» **TASK DETAILS**
Continue the passage about the parish of Kilbucho, picking up after its final sentence.

» **EXTRACT PROVIDED**
The name derives from the church which was dedicated to St Bega an Irish abbess. Several monasteries were dedicated to St Bega, many in Cumbria including St Bees but also in Scotland at Kilbagie in Clackmannanshire and Kilbegie in Argyllshire. Near the church is St Bees well

The former parish of Kilbucho, now united in Broughton, Glenholm and Kilbucho, has an area of 6,710 acres. It forms a valley between Cardon Hill on the south and Hartree Hills on the north, however the land is mainly level with a very slight inclination towards Biggar Water.
Kilbucho is "fenced" in by hills on three sides, including some of the highest in southern Scotland east of Galloway. Coulter Fell is near here.

The manors of Kilbucho and Thriepland are mentioned in writs of 13th century.

The area is strongly connected with John Buchan, the author of The Thirty Nine Steps and former governor general of Canada. It is thought that the inspiration for his 1927 novel Witch Wood comes from this particular area.

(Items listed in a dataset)
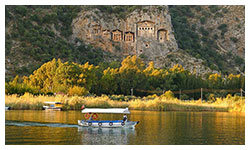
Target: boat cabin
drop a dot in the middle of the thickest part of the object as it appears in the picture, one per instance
(53, 106)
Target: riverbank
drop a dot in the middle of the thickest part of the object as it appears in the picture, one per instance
(158, 103)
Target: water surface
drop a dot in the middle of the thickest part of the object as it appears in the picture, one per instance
(155, 128)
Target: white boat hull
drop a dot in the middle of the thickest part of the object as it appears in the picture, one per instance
(108, 124)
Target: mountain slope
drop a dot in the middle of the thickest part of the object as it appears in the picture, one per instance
(211, 38)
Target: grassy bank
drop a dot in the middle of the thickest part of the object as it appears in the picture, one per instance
(27, 101)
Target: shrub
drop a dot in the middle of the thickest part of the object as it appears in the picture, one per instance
(77, 91)
(203, 20)
(168, 94)
(234, 39)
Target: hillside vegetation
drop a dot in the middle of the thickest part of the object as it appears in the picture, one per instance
(129, 77)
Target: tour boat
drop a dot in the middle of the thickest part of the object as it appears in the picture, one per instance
(106, 123)
(52, 106)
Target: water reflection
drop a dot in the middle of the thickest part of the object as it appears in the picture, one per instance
(107, 136)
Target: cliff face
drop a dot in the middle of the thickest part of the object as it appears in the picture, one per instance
(201, 38)
(147, 34)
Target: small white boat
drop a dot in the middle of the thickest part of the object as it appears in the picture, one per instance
(7, 108)
(52, 106)
(106, 123)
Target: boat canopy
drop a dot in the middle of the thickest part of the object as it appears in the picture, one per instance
(106, 110)
(52, 103)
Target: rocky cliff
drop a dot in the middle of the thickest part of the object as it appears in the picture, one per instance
(201, 38)
(148, 34)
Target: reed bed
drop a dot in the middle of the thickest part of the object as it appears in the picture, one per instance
(28, 101)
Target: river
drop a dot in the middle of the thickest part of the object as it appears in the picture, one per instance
(30, 127)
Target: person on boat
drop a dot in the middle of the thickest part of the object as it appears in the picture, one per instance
(125, 117)
(91, 118)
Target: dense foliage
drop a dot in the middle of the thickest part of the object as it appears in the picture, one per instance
(131, 76)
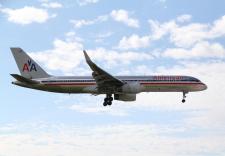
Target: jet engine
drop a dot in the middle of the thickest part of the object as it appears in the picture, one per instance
(131, 88)
(125, 97)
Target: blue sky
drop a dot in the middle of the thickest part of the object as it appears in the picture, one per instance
(124, 38)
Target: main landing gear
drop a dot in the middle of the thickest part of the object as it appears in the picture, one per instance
(184, 96)
(108, 100)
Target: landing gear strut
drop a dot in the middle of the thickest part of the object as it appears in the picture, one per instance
(184, 96)
(108, 100)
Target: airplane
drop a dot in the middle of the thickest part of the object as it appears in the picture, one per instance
(123, 88)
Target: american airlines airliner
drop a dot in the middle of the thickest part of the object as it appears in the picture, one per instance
(123, 88)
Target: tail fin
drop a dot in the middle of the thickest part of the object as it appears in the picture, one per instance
(27, 66)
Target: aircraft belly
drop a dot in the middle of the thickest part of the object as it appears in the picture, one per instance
(167, 88)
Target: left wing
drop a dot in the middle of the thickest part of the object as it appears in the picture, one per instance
(102, 78)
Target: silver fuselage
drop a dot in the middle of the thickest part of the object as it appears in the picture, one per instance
(86, 84)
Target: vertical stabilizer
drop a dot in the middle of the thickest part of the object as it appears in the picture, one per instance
(27, 66)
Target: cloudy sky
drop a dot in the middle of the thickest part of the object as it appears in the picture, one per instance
(125, 38)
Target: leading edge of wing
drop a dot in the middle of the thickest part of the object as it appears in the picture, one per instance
(101, 75)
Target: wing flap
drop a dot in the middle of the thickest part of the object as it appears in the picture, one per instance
(102, 78)
(23, 79)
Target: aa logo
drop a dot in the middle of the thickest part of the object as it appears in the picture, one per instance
(29, 66)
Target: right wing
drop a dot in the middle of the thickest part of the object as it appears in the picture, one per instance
(102, 78)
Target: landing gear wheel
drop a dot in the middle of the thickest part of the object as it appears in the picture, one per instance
(108, 100)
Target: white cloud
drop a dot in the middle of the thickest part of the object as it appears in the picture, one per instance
(134, 42)
(200, 50)
(113, 139)
(86, 2)
(187, 35)
(82, 22)
(123, 16)
(53, 5)
(184, 18)
(27, 15)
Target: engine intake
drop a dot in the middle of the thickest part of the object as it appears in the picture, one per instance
(131, 88)
(125, 97)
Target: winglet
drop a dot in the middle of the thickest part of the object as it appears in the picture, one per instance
(86, 56)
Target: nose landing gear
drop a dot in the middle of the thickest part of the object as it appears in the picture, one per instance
(108, 100)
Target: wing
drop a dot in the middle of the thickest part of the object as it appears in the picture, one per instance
(102, 78)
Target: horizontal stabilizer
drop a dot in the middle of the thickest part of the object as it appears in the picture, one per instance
(23, 79)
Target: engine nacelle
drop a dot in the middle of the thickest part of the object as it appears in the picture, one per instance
(125, 97)
(131, 88)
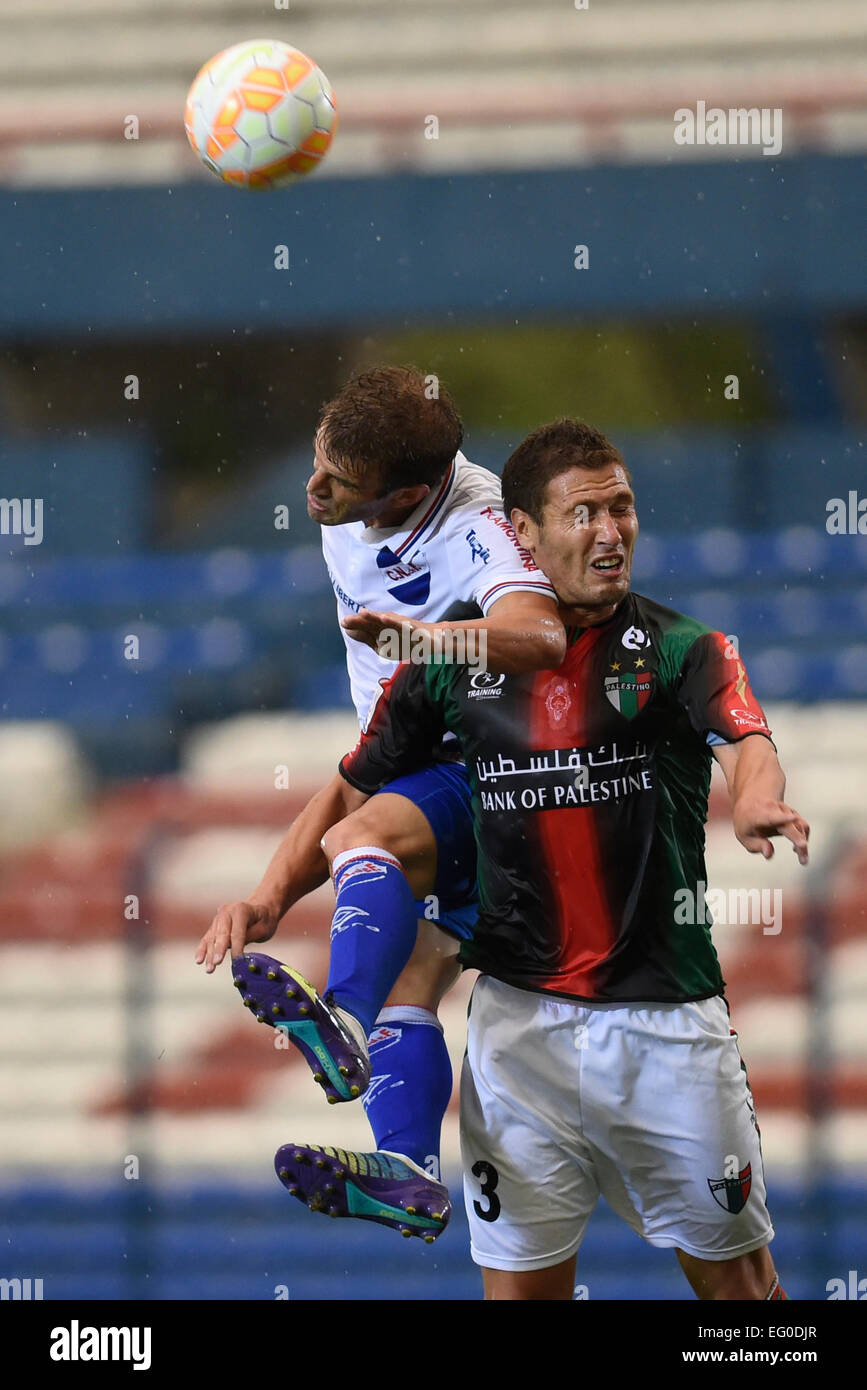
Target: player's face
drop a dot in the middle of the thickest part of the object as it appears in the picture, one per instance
(587, 537)
(336, 495)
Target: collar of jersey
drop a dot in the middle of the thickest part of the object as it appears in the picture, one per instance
(420, 521)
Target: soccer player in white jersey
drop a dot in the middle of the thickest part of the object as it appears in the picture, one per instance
(600, 1058)
(410, 527)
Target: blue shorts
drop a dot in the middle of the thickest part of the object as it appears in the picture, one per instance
(442, 794)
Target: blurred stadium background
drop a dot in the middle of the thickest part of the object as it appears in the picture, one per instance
(156, 777)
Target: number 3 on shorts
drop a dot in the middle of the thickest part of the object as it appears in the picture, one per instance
(488, 1178)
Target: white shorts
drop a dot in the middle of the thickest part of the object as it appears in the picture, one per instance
(645, 1104)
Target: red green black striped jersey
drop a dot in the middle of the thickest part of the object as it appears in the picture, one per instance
(589, 791)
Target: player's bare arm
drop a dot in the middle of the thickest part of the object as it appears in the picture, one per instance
(756, 787)
(523, 631)
(296, 868)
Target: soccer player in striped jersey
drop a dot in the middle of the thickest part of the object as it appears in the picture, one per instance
(600, 1057)
(410, 527)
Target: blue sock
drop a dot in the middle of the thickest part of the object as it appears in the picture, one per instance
(410, 1084)
(373, 930)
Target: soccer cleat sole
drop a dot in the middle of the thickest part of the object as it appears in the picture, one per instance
(285, 1000)
(377, 1187)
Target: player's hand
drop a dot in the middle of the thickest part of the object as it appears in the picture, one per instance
(234, 927)
(756, 820)
(373, 628)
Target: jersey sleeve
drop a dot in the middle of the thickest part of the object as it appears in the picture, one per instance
(403, 734)
(714, 691)
(488, 562)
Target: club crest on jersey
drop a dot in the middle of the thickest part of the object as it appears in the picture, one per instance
(409, 581)
(731, 1193)
(559, 701)
(628, 691)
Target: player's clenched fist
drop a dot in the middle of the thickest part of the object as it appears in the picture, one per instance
(234, 927)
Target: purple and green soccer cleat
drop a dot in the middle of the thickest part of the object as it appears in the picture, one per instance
(382, 1187)
(285, 1000)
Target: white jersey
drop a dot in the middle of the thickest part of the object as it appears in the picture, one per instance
(456, 546)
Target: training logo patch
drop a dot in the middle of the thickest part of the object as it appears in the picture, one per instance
(731, 1193)
(409, 581)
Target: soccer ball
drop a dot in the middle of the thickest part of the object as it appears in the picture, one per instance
(260, 114)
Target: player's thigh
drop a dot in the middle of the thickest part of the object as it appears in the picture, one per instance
(673, 1118)
(430, 972)
(530, 1184)
(556, 1283)
(746, 1276)
(395, 823)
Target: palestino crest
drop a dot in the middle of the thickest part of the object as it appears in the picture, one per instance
(731, 1193)
(628, 691)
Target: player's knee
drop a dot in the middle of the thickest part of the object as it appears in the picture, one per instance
(357, 830)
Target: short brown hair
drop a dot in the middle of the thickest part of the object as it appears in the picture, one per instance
(396, 421)
(548, 452)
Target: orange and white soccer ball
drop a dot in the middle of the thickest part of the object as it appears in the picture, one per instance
(260, 114)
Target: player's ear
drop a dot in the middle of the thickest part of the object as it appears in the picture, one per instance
(410, 496)
(525, 530)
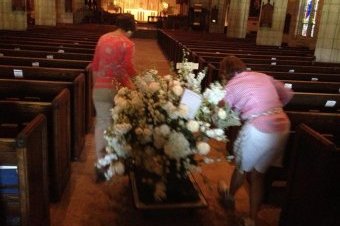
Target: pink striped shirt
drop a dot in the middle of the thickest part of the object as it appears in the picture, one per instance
(253, 93)
(112, 60)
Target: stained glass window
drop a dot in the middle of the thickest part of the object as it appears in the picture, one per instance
(307, 20)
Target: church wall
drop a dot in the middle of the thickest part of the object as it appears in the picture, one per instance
(328, 43)
(295, 40)
(273, 35)
(11, 20)
(45, 12)
(62, 16)
(238, 18)
(218, 26)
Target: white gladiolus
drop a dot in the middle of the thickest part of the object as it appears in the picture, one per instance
(151, 126)
(178, 90)
(183, 110)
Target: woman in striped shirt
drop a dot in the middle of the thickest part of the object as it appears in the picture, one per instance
(259, 100)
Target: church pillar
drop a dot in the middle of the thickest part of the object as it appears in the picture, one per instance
(238, 18)
(45, 12)
(328, 42)
(271, 33)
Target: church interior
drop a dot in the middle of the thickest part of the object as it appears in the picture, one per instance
(47, 117)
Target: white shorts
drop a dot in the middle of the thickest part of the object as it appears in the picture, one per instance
(257, 150)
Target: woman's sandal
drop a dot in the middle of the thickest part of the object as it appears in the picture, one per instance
(226, 199)
(246, 221)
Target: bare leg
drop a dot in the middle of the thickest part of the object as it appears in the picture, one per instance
(255, 193)
(236, 182)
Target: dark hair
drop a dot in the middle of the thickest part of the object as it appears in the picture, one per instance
(126, 22)
(231, 65)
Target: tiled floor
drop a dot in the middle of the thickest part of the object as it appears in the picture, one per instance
(86, 203)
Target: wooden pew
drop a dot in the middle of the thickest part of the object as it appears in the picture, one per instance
(23, 147)
(213, 73)
(312, 86)
(53, 74)
(325, 123)
(321, 102)
(44, 62)
(45, 54)
(313, 188)
(56, 108)
(77, 103)
(47, 48)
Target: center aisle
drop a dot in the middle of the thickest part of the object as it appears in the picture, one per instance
(86, 203)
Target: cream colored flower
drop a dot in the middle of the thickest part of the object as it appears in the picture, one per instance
(193, 126)
(203, 148)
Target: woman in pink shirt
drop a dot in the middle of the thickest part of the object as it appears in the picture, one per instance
(259, 100)
(112, 66)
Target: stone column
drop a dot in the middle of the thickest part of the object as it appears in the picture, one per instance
(272, 36)
(238, 18)
(45, 12)
(328, 42)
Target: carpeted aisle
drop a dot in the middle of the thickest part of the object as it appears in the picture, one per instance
(86, 203)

» **RESPONSE TO THIS TASK**
==Kilbucho Manse==

The former manse (later converted to a farmhouse) dates from 1751, and has a rectangular form laid out on an east-west axes. It lies 50m SE of the ruined church. The interior incorporates a stone lintel from the 17th century, likely brought from the earlier manse.

==White Hill==

West of Kilbucho stands White Hill (399m OD) where stands an important Ancient Monument: an Iron Age palisaded enclosure approximately 150 x 100m with an intact inner circle and substantially intact outer circle and with further concentric defences a further 50m beyond.